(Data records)
______
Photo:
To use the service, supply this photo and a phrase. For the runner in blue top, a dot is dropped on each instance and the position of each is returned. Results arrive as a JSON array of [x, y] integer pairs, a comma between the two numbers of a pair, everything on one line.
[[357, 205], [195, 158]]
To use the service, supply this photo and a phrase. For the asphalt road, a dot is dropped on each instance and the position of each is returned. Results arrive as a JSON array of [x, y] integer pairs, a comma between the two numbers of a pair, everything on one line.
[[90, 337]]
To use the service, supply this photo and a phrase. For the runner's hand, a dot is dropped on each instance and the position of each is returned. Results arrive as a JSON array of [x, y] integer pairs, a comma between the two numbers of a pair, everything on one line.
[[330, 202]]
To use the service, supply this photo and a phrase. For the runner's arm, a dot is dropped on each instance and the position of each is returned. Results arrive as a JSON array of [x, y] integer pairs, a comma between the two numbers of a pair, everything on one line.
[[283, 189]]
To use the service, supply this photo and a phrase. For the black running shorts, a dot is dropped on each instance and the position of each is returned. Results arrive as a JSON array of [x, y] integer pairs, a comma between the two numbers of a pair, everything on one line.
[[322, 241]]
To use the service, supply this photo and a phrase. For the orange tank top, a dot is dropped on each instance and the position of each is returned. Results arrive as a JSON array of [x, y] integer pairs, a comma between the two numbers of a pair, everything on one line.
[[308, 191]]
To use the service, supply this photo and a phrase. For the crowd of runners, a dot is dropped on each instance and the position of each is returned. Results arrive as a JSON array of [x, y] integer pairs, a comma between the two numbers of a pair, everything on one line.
______
→ **Stated goal**
Reproduce the material above word for word, keeping every line in its original order.

→ **Exercise result**
Photo:
To use the service, supply this photo and a phrase. For the runner in blue top, a dot is dropped on each instance and the position of each is returned. Results arrive as a JSON array of [x, y] integer pairs, a comma between the two numbers of a pair, everything on one line.
[[357, 205], [195, 158]]
To use the service, supply this photo and a phrase. For the asphalt road, a dot is dropped on each instance and the position of each is returned. Results arrive as a JSON array of [x, y] integer pairs, a comma between the two numbers of a pair, everything on one line.
[[90, 337]]
To use the service, supply this photo and a phrase. For the runner's hand, a dot is dropped on each instance and the position of each is returned. Results arrive as a JSON array of [x, y] integer pairs, a comma between the two numbers of a pair, everything on one line.
[[330, 202]]
To use the service, supply this photo and a phrase. For the runner's arm, a dot is dropped on each instance and the position of each is returned. Results arrive as a JSON array of [x, y] integer pairs, a comma between the two numbers of a pair, everything on one line.
[[283, 189]]
To use the service, supply this photo and a phrase. For the black running shorts, a dot is dropped on each instance and the position of each is returned. Results arrive as a JSON array of [x, y] integer pairs, a comma between the two numbers of a pair, everything on one line.
[[322, 241]]
To use the service, supply this photo and a phrase. For the orange tank top, a dot is dropped on each instance and the position of each is returned. Results arrive as a JSON array of [x, y] integer pairs, a comma between the two numbers of a pair, everything on one line.
[[308, 191]]
To use the service, supply this photo and a phrase. For the crowd of runners, a dot is dropped on each instance and the position of each is returned. Results arrive as a JSON array of [x, y] integer pairs, a comma between the two numbers of a pair, everything on one line.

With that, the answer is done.